- What this task involves
Report all lines from the entries below in which "cluster" appears.

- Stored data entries

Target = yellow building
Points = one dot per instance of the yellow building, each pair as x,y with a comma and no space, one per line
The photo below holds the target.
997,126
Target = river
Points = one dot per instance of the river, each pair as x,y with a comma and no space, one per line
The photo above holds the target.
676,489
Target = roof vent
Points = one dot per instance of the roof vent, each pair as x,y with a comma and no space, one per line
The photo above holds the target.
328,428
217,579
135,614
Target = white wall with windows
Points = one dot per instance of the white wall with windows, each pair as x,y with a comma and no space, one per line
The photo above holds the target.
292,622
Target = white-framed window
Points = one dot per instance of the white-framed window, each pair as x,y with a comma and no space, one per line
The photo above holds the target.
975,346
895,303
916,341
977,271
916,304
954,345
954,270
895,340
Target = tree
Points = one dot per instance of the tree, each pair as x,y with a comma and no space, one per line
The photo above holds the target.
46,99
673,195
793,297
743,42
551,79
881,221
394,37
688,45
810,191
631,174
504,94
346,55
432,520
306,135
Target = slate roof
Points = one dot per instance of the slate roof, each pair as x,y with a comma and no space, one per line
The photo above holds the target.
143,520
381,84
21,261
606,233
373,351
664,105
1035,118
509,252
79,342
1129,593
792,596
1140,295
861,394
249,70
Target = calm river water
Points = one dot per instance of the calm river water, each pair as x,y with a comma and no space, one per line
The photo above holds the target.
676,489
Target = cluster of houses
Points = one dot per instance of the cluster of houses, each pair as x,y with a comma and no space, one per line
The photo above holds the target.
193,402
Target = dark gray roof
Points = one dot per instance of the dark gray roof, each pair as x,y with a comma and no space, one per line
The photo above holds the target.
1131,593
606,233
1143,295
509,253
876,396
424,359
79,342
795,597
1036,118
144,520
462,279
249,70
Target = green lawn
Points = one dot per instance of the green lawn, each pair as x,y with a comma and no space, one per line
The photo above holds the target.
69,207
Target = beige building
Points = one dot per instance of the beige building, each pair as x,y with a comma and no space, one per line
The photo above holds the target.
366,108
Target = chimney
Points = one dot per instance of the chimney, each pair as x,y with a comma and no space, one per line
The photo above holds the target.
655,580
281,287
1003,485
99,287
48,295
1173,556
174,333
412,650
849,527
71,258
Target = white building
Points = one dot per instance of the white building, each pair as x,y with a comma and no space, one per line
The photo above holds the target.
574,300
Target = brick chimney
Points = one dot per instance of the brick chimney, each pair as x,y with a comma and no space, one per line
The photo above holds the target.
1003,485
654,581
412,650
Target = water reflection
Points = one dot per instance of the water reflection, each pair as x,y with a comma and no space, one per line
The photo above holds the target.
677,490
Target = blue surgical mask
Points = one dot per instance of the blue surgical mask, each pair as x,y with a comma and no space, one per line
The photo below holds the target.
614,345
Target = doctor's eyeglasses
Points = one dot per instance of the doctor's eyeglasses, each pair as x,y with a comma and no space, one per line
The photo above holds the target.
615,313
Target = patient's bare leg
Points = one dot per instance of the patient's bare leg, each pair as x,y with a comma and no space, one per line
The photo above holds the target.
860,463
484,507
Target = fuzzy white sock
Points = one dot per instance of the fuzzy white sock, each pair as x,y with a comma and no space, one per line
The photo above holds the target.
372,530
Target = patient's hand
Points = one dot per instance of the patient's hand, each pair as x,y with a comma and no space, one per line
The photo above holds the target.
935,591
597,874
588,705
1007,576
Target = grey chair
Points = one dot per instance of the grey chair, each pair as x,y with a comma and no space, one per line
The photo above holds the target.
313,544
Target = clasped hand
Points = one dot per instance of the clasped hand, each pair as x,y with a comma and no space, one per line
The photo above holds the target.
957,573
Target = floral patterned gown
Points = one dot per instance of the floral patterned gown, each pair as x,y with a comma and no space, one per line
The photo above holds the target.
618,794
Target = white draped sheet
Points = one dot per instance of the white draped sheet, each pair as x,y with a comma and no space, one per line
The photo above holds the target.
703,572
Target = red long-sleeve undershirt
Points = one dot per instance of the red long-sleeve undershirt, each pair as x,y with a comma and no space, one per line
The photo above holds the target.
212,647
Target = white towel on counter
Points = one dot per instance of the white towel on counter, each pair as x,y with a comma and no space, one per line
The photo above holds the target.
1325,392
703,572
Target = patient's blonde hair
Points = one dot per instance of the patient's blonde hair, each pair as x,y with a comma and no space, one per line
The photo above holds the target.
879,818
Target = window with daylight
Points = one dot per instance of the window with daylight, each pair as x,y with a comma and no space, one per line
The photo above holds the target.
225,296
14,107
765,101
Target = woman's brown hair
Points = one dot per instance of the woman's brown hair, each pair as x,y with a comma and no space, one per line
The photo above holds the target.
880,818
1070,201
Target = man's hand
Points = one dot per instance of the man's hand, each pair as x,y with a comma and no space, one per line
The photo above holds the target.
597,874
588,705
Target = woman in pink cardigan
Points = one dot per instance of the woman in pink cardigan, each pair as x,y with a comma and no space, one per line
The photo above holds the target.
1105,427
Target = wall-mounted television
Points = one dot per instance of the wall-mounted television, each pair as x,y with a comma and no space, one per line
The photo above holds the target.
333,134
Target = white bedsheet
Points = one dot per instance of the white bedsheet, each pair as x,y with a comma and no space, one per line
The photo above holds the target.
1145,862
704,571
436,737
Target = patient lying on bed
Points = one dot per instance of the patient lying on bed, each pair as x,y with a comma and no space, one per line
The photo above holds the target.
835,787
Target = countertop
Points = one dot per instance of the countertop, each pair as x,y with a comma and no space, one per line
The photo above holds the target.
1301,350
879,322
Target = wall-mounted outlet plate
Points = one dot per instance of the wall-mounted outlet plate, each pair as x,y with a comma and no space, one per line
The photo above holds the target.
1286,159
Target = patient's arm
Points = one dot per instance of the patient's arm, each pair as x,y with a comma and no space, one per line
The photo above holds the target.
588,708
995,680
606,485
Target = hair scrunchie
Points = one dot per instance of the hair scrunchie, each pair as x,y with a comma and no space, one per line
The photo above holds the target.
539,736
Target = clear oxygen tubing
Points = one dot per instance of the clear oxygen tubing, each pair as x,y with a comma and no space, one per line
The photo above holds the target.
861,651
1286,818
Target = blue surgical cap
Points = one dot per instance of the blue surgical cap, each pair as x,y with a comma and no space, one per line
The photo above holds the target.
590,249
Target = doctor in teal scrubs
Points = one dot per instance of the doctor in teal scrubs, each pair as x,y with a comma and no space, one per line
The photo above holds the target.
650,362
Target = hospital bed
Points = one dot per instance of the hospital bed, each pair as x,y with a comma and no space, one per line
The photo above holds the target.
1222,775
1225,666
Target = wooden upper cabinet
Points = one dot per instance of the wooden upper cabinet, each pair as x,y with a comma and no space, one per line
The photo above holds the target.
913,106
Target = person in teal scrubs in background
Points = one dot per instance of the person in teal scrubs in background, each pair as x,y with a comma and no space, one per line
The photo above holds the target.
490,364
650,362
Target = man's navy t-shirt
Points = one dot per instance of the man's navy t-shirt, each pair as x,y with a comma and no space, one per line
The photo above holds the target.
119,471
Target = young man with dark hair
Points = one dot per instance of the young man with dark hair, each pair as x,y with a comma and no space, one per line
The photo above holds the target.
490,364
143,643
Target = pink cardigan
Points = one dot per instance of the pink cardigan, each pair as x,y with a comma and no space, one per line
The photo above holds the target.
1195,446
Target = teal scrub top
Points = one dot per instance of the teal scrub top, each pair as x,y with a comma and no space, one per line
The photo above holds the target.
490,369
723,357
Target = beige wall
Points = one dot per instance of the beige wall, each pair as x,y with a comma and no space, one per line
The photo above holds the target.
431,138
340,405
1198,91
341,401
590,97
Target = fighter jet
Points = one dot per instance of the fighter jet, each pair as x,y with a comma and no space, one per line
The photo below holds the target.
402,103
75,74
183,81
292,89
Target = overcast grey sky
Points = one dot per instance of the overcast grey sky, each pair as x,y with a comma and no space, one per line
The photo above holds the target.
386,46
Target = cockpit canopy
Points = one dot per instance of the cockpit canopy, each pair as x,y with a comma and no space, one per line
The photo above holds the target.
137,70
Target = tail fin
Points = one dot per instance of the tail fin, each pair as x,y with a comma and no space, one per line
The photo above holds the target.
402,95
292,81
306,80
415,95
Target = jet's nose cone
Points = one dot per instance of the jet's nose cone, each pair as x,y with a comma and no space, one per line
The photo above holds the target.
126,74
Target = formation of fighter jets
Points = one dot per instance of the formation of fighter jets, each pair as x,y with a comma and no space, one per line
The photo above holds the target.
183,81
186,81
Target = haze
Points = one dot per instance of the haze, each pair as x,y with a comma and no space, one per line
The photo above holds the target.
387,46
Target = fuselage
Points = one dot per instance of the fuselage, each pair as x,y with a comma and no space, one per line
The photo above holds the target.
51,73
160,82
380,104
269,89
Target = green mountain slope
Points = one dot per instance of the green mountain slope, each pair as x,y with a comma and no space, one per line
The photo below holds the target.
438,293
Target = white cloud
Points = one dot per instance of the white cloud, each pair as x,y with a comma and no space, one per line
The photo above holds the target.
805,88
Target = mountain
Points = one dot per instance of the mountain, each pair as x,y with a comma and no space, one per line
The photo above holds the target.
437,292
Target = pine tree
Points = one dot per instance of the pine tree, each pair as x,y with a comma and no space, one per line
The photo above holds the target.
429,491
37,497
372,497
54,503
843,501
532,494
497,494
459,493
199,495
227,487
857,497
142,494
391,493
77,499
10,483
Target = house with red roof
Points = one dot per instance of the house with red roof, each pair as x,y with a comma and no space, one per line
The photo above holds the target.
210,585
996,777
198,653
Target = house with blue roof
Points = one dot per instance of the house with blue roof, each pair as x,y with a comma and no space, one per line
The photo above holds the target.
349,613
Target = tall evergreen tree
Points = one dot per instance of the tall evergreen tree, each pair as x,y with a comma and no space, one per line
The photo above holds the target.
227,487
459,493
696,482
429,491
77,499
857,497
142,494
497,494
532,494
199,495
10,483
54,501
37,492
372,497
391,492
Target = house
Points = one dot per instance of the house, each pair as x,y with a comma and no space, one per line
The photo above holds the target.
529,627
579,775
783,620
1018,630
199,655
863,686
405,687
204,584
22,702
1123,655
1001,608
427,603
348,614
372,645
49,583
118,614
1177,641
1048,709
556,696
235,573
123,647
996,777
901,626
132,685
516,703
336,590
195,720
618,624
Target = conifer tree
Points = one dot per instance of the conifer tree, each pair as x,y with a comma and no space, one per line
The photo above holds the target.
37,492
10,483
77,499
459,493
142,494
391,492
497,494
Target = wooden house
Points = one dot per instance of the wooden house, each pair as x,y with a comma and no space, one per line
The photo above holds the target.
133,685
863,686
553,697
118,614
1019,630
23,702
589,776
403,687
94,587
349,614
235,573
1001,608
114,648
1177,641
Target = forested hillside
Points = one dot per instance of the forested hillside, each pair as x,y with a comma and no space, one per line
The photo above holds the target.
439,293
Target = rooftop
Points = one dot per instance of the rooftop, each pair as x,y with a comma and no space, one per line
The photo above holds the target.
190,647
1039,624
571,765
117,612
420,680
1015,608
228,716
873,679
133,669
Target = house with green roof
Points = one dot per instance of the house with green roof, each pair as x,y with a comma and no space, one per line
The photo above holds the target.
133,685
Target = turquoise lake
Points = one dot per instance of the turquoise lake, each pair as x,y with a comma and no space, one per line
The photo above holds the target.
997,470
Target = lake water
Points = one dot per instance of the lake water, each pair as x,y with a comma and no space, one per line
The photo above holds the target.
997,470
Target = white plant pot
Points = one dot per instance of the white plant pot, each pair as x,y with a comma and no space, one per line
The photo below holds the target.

- Result of this task
Target = cluster of houses
Points = one dot per instance of the cluster of houses, each pair as x,y with a comma and no space, one per line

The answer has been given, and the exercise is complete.